═══ Selected text

A Proposal for Hypervideo Management Language (HVML) from Ted Williams on 2001-06-06 (www-tv@w3.org from April to June 2001)

From: Ted Williams <tedwi@starband.net>
Date: Wed, 6 Jun 2001 09:26:59 -0700
To: <www-tv@w3.org>
Cc: <tedwi@starband.net>
Message-ID: <HEECJFKLOIEFPAAIBDHECEIFCBAA.tedwi@starband.net>
Hello,

Let me start by apologizing to the members of this list, particularly if
this post is off-topic.  This is going to be a quite lengthy email.  Please
indulge me while I give some background information, and then discuss my
proposal.

Background

My name is Ted Williams and I have been an entrepreneurial engineer in the
television industry in one form or another since 1984.  I have developed
software for everything from signal processing devices to digital video
recorders to DVEs to machine control and automation systems.  Presently I am
running a startup company I founded called Sultan Media Systems (SMS) to
build very advanced media production and distribution technologies around
the concepts presented here.

In 1993 I attended a conference on multimedia and took a good look at what
multimedia systems were doing, and from there extrapolated what was going on
under the hood.  This also happened to be the time at which the entire
television industry was abuzz about the “information superhighway” and the
“500 channel” television networks that were thought to be just around the
corner.  At the time everybody, including the likes of Bill Gates at al,
thought that the information infrastructures would be a natural outgrowth of
cable television.  Of course the Internet took off and the rest is history
you already know.

══════

- Written instruction A
Rewrite the stretch of the hypervideo proposal from "Let me start" through "concepts presented here.", putting "fledgling" in place of "startup".
The hypervideo proposal and the listing are unrelated to each other.

═══ Provided entries

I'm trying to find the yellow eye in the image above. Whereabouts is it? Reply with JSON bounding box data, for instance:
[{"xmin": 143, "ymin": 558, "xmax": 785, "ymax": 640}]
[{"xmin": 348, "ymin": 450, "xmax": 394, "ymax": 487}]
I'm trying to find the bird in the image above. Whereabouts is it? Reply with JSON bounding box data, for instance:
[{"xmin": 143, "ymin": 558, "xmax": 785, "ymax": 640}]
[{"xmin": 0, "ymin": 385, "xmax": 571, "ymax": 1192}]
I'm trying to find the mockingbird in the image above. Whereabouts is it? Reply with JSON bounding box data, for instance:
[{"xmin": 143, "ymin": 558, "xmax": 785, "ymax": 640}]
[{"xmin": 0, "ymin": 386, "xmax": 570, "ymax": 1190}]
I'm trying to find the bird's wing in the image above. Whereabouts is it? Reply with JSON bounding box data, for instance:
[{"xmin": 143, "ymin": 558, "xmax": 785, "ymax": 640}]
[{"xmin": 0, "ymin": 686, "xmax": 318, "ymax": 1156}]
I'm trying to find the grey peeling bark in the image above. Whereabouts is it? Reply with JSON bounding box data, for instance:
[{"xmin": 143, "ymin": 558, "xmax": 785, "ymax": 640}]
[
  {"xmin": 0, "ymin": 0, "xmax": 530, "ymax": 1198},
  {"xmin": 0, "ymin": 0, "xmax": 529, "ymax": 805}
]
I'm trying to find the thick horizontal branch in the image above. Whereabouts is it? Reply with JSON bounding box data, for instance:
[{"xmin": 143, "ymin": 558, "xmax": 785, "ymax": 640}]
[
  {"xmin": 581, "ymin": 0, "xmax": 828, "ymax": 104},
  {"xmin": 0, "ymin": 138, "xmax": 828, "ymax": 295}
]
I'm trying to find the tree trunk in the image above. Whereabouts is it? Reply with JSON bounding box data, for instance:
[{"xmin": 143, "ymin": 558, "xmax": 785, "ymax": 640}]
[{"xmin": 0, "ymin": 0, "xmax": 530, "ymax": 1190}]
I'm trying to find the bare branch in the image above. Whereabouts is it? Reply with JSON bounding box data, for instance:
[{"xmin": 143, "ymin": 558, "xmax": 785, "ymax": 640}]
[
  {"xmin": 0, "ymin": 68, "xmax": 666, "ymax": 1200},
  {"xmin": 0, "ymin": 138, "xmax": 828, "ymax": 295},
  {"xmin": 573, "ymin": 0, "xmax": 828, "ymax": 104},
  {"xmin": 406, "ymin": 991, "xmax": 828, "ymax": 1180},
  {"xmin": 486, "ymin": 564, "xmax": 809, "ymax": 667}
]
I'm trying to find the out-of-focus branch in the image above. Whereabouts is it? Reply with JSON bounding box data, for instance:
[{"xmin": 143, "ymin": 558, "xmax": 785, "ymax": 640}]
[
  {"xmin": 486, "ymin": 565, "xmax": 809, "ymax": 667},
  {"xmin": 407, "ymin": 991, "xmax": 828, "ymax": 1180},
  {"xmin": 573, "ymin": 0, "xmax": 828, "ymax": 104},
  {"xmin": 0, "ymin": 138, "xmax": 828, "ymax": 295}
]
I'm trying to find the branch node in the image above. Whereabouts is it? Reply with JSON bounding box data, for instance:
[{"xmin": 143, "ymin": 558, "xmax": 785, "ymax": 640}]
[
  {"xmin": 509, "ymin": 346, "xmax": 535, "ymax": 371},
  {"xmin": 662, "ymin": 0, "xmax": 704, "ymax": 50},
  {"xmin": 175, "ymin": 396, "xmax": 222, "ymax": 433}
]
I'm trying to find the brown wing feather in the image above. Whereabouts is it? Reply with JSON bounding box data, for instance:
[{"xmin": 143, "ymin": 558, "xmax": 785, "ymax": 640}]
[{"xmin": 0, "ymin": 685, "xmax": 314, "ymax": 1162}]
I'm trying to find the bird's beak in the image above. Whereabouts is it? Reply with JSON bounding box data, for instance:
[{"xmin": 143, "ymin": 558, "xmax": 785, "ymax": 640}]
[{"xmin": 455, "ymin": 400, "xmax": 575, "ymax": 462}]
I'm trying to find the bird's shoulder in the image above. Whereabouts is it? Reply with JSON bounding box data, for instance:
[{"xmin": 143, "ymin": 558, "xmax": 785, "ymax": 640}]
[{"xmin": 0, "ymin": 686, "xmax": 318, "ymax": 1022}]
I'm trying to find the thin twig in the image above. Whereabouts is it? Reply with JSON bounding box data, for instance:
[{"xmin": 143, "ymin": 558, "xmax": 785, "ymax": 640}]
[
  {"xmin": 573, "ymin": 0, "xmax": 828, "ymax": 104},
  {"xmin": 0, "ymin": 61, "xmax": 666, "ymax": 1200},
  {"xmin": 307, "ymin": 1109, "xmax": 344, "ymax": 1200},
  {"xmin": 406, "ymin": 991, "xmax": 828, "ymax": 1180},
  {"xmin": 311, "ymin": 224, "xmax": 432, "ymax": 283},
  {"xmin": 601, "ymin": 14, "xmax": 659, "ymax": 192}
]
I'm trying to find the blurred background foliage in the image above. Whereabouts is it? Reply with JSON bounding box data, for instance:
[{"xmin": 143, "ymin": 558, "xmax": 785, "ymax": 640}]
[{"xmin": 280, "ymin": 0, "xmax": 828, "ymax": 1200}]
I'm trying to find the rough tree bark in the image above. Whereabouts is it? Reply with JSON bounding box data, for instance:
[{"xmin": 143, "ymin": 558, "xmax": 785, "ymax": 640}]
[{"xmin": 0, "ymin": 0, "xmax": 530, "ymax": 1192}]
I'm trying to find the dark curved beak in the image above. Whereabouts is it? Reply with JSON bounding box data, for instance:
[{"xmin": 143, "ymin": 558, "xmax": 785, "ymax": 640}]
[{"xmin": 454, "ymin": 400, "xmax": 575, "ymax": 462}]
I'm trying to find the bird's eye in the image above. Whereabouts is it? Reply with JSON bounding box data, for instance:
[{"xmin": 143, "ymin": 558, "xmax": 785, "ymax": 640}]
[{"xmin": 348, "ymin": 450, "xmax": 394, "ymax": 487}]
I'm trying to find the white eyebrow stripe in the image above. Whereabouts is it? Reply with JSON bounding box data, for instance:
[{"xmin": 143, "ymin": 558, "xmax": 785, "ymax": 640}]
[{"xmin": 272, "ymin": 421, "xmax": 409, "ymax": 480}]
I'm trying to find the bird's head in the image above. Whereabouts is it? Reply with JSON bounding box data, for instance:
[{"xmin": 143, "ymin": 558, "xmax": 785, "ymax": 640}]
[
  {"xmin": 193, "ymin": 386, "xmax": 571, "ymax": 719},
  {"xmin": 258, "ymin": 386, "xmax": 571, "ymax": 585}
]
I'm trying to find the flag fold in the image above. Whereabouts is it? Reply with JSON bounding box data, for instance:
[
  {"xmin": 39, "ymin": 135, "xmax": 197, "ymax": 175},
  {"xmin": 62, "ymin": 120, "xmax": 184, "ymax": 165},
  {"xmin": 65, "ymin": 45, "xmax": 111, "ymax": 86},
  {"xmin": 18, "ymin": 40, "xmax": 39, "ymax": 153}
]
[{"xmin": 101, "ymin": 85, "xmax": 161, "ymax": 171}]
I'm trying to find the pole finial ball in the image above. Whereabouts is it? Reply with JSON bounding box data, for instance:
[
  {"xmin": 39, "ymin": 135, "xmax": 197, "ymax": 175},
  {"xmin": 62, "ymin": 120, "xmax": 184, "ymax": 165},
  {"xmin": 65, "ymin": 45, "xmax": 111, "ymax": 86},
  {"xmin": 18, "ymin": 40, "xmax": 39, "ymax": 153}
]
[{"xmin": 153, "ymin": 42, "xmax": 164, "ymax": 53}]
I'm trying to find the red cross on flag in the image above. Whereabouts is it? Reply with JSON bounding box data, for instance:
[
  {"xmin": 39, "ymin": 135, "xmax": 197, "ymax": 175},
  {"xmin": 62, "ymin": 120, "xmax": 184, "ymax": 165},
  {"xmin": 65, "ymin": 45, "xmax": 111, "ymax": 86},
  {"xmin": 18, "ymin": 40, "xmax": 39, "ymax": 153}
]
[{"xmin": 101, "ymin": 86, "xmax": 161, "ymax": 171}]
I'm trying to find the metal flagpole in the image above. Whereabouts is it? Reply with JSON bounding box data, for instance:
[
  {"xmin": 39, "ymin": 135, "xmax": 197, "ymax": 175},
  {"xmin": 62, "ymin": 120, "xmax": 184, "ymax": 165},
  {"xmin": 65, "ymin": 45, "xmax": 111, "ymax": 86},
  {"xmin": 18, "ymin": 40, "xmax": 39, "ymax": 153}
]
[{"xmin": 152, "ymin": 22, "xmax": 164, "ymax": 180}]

══════

- Written instruction B
Locate each line of the listing that contains the string "wing" and copy it out.

- Correct answer A
Let me start by apologizing to the members of this list, particularly if
this post is off-topic.  This is going to be a quite lengthy email.  Please
indulge me while I give some background information, and then discuss my
proposal.

Background

My name is Ted Williams and I have been an entrepreneurial engineer in the
television industry in one form or another since 1984.  I have developed
software for everything from signal processing devices to digital video
recorders to DVEs to machine control and automation systems.  Presently I am
running a fledgling company I founded called Sultan Media Systems (SMS) to
build very advanced media production and distribution technologies around
the concepts presented here.

- Correct answer B
I'm trying to find the bird's wing in the image above. Whereabouts is it? Reply with JSON bounding box data, for instance:
I'm trying to find the brown wing feather in the image above. Whereabouts is it? Reply with JSON bounding box data, for instance:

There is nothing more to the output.